Records excerpted from a collection

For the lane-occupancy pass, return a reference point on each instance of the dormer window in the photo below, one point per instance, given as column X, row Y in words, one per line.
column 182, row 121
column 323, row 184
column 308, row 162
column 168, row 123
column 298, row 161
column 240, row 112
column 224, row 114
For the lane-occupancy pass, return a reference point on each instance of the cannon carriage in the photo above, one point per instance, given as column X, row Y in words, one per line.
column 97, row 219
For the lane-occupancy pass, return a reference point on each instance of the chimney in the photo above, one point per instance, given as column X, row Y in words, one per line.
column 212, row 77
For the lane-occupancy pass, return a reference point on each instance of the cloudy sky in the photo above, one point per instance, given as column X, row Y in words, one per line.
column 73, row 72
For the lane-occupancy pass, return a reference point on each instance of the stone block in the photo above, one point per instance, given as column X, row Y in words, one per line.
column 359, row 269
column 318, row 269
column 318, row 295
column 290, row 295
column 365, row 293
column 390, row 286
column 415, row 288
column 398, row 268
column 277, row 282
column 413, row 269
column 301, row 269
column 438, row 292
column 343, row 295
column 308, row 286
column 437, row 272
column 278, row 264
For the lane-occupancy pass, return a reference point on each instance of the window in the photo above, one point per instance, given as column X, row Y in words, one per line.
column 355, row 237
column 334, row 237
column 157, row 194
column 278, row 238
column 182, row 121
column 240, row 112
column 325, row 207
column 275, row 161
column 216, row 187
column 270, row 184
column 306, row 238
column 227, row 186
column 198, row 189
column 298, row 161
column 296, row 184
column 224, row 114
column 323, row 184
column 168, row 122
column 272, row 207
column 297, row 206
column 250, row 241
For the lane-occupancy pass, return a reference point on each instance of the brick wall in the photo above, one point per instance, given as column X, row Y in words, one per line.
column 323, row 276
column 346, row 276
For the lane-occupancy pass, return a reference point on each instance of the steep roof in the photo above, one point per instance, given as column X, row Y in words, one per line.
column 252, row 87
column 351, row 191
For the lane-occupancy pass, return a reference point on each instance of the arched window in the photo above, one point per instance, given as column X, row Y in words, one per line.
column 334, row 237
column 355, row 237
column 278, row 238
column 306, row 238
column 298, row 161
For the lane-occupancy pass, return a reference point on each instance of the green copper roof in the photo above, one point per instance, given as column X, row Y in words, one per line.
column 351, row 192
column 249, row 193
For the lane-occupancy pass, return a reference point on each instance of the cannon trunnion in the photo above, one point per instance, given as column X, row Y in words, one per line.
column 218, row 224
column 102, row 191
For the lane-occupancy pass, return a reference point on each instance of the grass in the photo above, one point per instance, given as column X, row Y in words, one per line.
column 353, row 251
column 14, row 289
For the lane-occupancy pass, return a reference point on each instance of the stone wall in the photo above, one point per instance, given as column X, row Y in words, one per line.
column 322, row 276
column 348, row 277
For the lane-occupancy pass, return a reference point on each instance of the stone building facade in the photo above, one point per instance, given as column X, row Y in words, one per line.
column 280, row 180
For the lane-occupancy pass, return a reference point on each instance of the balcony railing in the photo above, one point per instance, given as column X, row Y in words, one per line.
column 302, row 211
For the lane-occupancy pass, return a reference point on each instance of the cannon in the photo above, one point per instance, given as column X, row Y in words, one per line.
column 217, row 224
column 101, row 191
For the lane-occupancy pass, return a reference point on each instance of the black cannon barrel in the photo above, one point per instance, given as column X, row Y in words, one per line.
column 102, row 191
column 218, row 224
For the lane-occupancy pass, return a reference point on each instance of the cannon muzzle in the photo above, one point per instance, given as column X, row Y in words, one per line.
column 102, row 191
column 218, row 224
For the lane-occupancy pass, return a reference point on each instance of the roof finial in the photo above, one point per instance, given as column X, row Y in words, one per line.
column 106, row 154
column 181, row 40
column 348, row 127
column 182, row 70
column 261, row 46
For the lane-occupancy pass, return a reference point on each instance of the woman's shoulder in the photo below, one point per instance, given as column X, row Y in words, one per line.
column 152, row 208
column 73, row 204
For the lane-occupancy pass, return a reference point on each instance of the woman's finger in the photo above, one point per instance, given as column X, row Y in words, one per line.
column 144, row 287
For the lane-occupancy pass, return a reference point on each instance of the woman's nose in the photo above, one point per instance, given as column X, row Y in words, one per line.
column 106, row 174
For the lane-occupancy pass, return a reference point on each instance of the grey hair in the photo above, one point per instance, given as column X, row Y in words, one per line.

◆ Problem
Copy out the entries. Leave every line exactly as it is.

◆ Written response
For the lane-occupancy pass, return a reference point on each instance of the dormer window in the photo below, one point per instance, given as column X, row Y in words, one per line.
column 182, row 121
column 323, row 184
column 308, row 162
column 168, row 123
column 298, row 161
column 240, row 112
column 224, row 114
For the lane-occupancy pass, return a reference point on each instance of the cannon carriage in the photo above, one point per instance, given as column X, row Y in words, one per line.
column 97, row 219
For the lane-occupancy pass, return a reference point on each instance of the chimney in the photo above, one point per instance, given as column X, row Y in words, one per line.
column 212, row 77
For the lane-occupancy pass, return a reference point on each instance of the cloudy sky in the photo above, one point per instance, given as column X, row Y in words, one per line.
column 73, row 72
For the lane-occupancy pass, return a reference point on each instance of the stone block in the photo above, one point per instance, given as column X, row Y in words, one per line.
column 359, row 269
column 318, row 269
column 318, row 295
column 290, row 295
column 365, row 293
column 390, row 286
column 415, row 288
column 398, row 268
column 277, row 282
column 413, row 269
column 301, row 269
column 438, row 292
column 343, row 295
column 308, row 286
column 437, row 272
column 278, row 264
For the lane-occupancy pass, return a reference point on each instance of the window in the photo above, one point per instance, given as column X, row Y in words, one per line.
column 355, row 237
column 334, row 237
column 157, row 194
column 278, row 238
column 182, row 121
column 240, row 112
column 325, row 207
column 275, row 161
column 216, row 187
column 270, row 184
column 306, row 238
column 227, row 186
column 198, row 189
column 298, row 161
column 296, row 184
column 224, row 114
column 323, row 184
column 168, row 122
column 272, row 207
column 297, row 206
column 250, row 241
For the lane-occupancy pass, return a reference point on each instance of the brick wall in the photo above, one point per instance, given as column X, row Y in words, one per line.
column 323, row 276
column 346, row 276
For the lane-occupancy pass, return a reference point on each instance of the steep roof in the photo above, one point per instance, given as column X, row Y in words, one per line.
column 252, row 87
column 351, row 191
For the lane-occupancy pass, return a reference point on each instance of the arched window in the photo above, one point per instance, given as column X, row Y in words, one per line.
column 334, row 237
column 355, row 237
column 278, row 238
column 306, row 238
column 298, row 161
For the lane-occupancy pass, return a reference point on each instance of the green copper roof in the photo above, one point per instance, given as column X, row Y in words, one per line.
column 351, row 192
column 249, row 193
For the lane-occupancy pass, return a reference point on each instance of the cannon trunnion in the photo above, one point per instance, given as column X, row Y in words, one per line.
column 218, row 224
column 102, row 191
For the lane-occupancy pass, return a reference point on each instance of the grass in the photo above, one point per instance, given as column X, row Y in words, one per line.
column 353, row 251
column 14, row 289
For the lane-occupancy pass, return a reference point on each instance of the stone wall in the photo above, one point per instance, given as column X, row Y in words, one per line.
column 322, row 276
column 348, row 277
For the lane-occupancy pass, return a reference point on each instance of the stone building facade in the photo above, one point per instance, given as column X, row Y in words, one per line.
column 280, row 180
For the lane-occupancy pass, return a reference point on each instance of the balcony railing in the photo above, one point per instance, given as column X, row Y in words, one per line.
column 302, row 211
For the lane-occupancy pass, return a reference point on each instance of the cannon in the photo above, one point per instance, given as column X, row Y in words, one per line.
column 217, row 224
column 101, row 191
For the lane-occupancy pass, return a reference point on each instance of the black cannon barrel in the photo above, one point per instance, given as column X, row Y in words, one per line.
column 102, row 191
column 218, row 224
For the lane-occupancy pass, return a reference point on each instance of the cannon muzzle in the photo above, one point per instance, given as column X, row Y in words, one per line.
column 102, row 191
column 218, row 224
For the lane-occupancy pass, return a reference point on each instance of the roof finial in the photo above, one point per instance, given as column X, row Y in words, one per line.
column 106, row 154
column 181, row 40
column 348, row 127
column 182, row 70
column 261, row 46
For the lane-occupancy pass, return a reference point on each instance of the woman's shoulder in the photo below, one point per instance, given as column X, row Y in words, one per line.
column 152, row 208
column 73, row 204
For the lane-occupancy pass, return a reference point on each instance of the woman's finger in the photo above, one point per instance, given as column X, row Y in words, one per line.
column 144, row 287
For the lane-occupancy pass, return a reference point on each instance of the woman's nose in the photo above, one point per instance, given as column X, row Y in words, one per line.
column 106, row 174
For the lane-occupancy pass, return a reference point on each instance of the grey hair in the photo above, one point per instance, given as column X, row Y in words, one per line.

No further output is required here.